Information shown =>
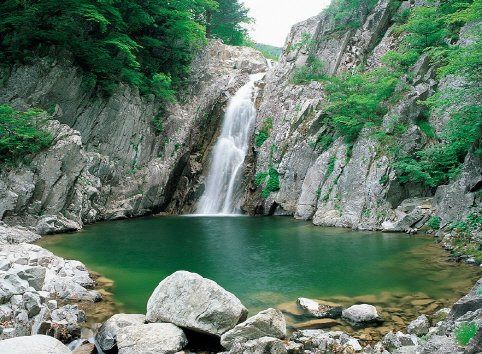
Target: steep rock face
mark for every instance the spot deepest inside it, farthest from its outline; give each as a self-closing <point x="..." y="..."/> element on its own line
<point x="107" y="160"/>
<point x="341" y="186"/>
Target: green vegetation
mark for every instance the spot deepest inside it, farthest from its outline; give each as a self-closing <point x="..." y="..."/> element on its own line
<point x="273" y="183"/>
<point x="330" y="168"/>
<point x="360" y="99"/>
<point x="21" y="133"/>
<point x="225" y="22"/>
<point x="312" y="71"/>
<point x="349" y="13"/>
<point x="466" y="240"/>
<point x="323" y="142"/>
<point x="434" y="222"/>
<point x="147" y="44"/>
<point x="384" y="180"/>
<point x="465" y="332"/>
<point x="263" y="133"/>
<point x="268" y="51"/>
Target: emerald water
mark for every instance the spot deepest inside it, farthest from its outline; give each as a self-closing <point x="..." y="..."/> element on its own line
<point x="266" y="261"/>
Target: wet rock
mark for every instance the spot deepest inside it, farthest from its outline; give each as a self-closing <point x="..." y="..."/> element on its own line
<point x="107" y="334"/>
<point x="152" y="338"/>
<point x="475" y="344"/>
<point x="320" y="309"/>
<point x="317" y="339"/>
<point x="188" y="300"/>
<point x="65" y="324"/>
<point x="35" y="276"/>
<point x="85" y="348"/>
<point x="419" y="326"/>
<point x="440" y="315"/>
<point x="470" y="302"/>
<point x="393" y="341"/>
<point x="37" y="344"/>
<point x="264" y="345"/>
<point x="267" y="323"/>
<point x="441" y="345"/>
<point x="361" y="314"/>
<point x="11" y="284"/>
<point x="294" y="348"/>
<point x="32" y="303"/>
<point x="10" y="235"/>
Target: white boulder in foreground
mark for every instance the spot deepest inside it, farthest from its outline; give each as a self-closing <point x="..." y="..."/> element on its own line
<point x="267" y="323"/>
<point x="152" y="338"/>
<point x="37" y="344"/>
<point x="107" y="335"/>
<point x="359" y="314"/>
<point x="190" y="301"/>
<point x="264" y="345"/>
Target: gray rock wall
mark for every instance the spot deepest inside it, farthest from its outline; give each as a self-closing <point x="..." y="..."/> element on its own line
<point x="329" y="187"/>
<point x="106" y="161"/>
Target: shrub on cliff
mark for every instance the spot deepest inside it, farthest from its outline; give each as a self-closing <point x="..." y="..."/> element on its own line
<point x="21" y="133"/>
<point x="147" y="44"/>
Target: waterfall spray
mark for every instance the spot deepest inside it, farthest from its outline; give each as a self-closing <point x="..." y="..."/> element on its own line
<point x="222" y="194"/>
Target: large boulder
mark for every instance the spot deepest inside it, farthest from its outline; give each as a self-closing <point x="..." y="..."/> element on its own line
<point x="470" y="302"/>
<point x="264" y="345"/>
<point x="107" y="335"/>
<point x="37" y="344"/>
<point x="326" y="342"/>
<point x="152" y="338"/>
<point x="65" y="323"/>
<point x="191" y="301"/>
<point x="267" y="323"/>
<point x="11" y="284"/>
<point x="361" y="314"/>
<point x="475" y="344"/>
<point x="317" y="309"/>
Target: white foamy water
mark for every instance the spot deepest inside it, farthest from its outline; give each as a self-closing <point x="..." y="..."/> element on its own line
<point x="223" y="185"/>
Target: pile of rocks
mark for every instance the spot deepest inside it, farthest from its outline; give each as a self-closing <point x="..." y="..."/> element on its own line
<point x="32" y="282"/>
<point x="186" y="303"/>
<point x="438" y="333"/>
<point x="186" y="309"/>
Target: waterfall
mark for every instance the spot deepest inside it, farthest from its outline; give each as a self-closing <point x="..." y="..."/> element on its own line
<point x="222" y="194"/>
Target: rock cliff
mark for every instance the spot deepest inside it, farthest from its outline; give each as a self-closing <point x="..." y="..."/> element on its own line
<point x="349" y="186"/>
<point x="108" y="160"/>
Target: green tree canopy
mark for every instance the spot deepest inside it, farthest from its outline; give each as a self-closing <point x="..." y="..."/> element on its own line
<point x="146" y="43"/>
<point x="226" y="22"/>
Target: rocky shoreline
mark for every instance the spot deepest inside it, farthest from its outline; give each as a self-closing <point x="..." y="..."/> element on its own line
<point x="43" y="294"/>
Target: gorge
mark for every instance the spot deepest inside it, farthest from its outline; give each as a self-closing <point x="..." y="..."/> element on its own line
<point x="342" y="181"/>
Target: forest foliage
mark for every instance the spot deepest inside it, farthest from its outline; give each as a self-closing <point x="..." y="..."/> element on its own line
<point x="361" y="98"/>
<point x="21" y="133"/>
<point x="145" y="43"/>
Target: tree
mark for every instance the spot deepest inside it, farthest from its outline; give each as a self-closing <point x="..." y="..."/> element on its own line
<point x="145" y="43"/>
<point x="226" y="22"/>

Task details => Without including any picture, repeat the data exactly.

Full response =>
Target: steep rock face
mark for every instance the spot deepest inside it, farthest from its outline; give each as a self-closing <point x="..." y="..."/> element on its own line
<point x="107" y="160"/>
<point x="341" y="186"/>
Target: green vegetation
mark for every instance the spot deepest inside it, farthest from its outline; give each as a self-closing <point x="..." y="..."/> element on its own line
<point x="273" y="183"/>
<point x="330" y="168"/>
<point x="360" y="99"/>
<point x="21" y="133"/>
<point x="225" y="22"/>
<point x="312" y="71"/>
<point x="349" y="13"/>
<point x="466" y="240"/>
<point x="323" y="142"/>
<point x="434" y="222"/>
<point x="147" y="44"/>
<point x="384" y="180"/>
<point x="465" y="332"/>
<point x="263" y="133"/>
<point x="268" y="51"/>
Target: emerald water
mark for every instance the spot deepest inside it, farthest from its outline; give each as a self-closing <point x="..." y="..."/> element on its own line
<point x="266" y="261"/>
Target: wet rock
mark for every instance the spot deepest inside it, farthest from its outline; give each as a self-closing <point x="..." y="..."/> element on its own line
<point x="107" y="334"/>
<point x="152" y="338"/>
<point x="475" y="344"/>
<point x="320" y="309"/>
<point x="317" y="339"/>
<point x="188" y="300"/>
<point x="65" y="324"/>
<point x="35" y="276"/>
<point x="85" y="348"/>
<point x="419" y="326"/>
<point x="440" y="315"/>
<point x="470" y="302"/>
<point x="393" y="341"/>
<point x="37" y="344"/>
<point x="264" y="345"/>
<point x="267" y="323"/>
<point x="441" y="345"/>
<point x="361" y="314"/>
<point x="11" y="284"/>
<point x="294" y="348"/>
<point x="32" y="303"/>
<point x="10" y="235"/>
Target: white boulder in foreground
mark for every instance the spot deepest inside it, farthest from its outline; give each as a self-closing <point x="..." y="..."/> element on its own line
<point x="267" y="323"/>
<point x="152" y="338"/>
<point x="37" y="344"/>
<point x="107" y="335"/>
<point x="359" y="314"/>
<point x="190" y="301"/>
<point x="264" y="345"/>
Target: gray rock wall
mark for every instance the spot deepest inside it, farthest from its outline; give each as a self-closing <point x="..." y="..."/> element on its own line
<point x="329" y="187"/>
<point x="106" y="161"/>
Target: shrub on cliff
mark for every instance the spot deepest inside it, farthest from its outline; give each as a self-closing <point x="..." y="..."/> element on its own line
<point x="21" y="133"/>
<point x="147" y="44"/>
Target: waterfall spray
mark for every instance the spot deepest inside it, farthest from its outline; give each as a self-closing <point x="..." y="..."/> element on its own line
<point x="222" y="194"/>
Target: large boulder
mark for every instance the spot deepest inside it, farthest from its outline; give each as a self-closing <point x="..." y="..."/> element on its own line
<point x="470" y="302"/>
<point x="264" y="345"/>
<point x="107" y="335"/>
<point x="37" y="344"/>
<point x="326" y="342"/>
<point x="152" y="338"/>
<point x="65" y="323"/>
<point x="191" y="301"/>
<point x="267" y="323"/>
<point x="11" y="284"/>
<point x="361" y="314"/>
<point x="475" y="344"/>
<point x="317" y="309"/>
Target: white foamy water
mark for every instance the spot deepest inside it, farthest from its outline; give each as a self-closing <point x="..." y="..."/> element on its own line
<point x="223" y="185"/>
Target: pile of rocks
mark for every instance the spot deepest inside it, farthest from its outline; give each as a self-closing <point x="..." y="..."/> element on its own line
<point x="32" y="282"/>
<point x="186" y="303"/>
<point x="438" y="333"/>
<point x="186" y="309"/>
Target: waterfall
mark for every instance the spot deepest inside it, farthest from its outline; give each as a self-closing <point x="..." y="..."/> element on its own line
<point x="222" y="194"/>
Target: rock cliff
mark for every instance the spot deepest inside it, farthest from its outline; give each as a self-closing <point x="..." y="..."/> element on its own line
<point x="349" y="186"/>
<point x="108" y="160"/>
Target: green tree canopy
mark for every instance the spot deepest inside it, farthest from its outline; give each as a self-closing <point x="..." y="..."/> element on its own line
<point x="146" y="43"/>
<point x="226" y="22"/>
Target: rocky shoreline
mark for every instance the spot deepest inside it, farthest from its outline; give each as a self-closing <point x="..." y="..."/> element on its own line
<point x="43" y="294"/>
Target: gorge
mark for every instance the spot deepest inside it, farthest from its outline; give each as a self-closing <point x="..." y="..."/> element on its own line
<point x="342" y="181"/>
Target: forest foliage
mark for every instance the spot deepest inside it, farthest from its outline; give each as a self-closing <point x="..." y="..."/> element on its own line
<point x="361" y="98"/>
<point x="21" y="133"/>
<point x="145" y="43"/>
Target: tree
mark for every instance the spot deepest inside it, farthest from its outline; give each as a self-closing <point x="..." y="..."/> element on its own line
<point x="145" y="43"/>
<point x="226" y="22"/>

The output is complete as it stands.